[Problem to solve]:
Write out every single entry exactly.

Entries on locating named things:
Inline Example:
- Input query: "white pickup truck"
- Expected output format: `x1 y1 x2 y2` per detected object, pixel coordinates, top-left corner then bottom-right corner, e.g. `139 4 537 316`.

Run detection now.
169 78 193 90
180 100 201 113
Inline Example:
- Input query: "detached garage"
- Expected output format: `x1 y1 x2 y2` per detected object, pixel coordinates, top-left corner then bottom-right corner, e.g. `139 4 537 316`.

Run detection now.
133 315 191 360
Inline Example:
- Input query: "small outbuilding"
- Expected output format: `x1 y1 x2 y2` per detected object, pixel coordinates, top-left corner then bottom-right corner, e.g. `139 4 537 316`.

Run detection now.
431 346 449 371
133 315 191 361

[The completed task]:
Inline Example:
- Input query: "white pickup truck"
- Expected output format: `x1 y1 x2 y2` per detected object, pixel coordinates, top-left corner then bottom-right corner, e.g. `139 4 537 316`.

Run detection now.
169 78 193 90
180 100 201 113
Inline Example:
- Input query: "detached garage"
- Expected output format: `x1 y1 x2 y2` per detected object, pixel coordinates, top-left corner then bottom-right corner, e.g. `139 4 537 316`.

Run detection now.
133 315 191 360
Inline Example:
- Input query: "small outbuilding"
- Expected output format: `x1 y1 x2 y2` per detected object, pixel coordinates, top-left corner then bottom-right corner, e.g. `139 4 537 316`.

Run detection now.
431 346 449 371
133 315 191 361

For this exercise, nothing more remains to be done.